-- Start STORED DATA --
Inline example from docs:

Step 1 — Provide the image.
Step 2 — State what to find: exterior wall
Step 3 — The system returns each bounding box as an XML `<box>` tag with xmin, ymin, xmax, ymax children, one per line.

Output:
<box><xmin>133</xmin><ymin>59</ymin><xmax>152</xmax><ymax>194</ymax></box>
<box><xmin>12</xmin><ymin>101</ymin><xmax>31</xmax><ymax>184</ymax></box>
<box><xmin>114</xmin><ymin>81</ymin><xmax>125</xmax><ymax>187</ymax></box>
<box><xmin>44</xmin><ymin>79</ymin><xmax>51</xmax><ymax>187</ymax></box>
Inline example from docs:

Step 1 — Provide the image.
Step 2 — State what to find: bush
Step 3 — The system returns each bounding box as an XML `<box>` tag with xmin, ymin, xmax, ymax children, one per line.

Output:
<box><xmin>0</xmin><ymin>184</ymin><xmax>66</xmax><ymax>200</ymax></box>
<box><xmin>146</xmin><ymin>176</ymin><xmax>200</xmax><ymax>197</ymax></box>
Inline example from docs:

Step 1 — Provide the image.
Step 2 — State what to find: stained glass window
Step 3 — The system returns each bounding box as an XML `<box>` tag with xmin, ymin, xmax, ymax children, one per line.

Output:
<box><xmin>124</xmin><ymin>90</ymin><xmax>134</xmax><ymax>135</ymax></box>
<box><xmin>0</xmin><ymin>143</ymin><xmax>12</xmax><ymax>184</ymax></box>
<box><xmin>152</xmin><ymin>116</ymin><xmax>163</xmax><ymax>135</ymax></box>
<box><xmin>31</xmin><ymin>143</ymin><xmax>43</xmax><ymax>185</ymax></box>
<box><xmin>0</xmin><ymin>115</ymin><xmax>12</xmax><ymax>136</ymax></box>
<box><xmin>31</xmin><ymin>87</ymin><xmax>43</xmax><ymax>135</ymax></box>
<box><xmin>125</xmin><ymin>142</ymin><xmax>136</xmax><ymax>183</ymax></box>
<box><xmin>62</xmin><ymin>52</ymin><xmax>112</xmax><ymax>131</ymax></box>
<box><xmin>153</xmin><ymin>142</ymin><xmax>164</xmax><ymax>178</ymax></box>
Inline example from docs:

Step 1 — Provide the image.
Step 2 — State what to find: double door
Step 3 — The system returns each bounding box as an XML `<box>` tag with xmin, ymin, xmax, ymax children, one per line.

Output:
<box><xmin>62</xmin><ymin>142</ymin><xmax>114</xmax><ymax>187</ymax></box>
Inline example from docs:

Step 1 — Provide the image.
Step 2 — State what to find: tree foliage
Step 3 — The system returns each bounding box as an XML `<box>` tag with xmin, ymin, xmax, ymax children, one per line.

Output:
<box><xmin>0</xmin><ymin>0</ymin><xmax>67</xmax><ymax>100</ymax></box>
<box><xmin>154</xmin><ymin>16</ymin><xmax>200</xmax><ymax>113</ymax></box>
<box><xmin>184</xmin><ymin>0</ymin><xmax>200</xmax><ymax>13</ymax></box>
-- End STORED DATA --
TASK DETAILS:
Report every line of the stored entries that contains the string "what", copying each such line in full. Case counts when matching the string.

FINISHED ANSWER:
Step 2 — State what to find: exterior wall
Step 2 — State what to find: bush
Step 2 — State what to find: stained glass window
Step 2 — State what to find: double door
Step 2 — State what to find: tree foliage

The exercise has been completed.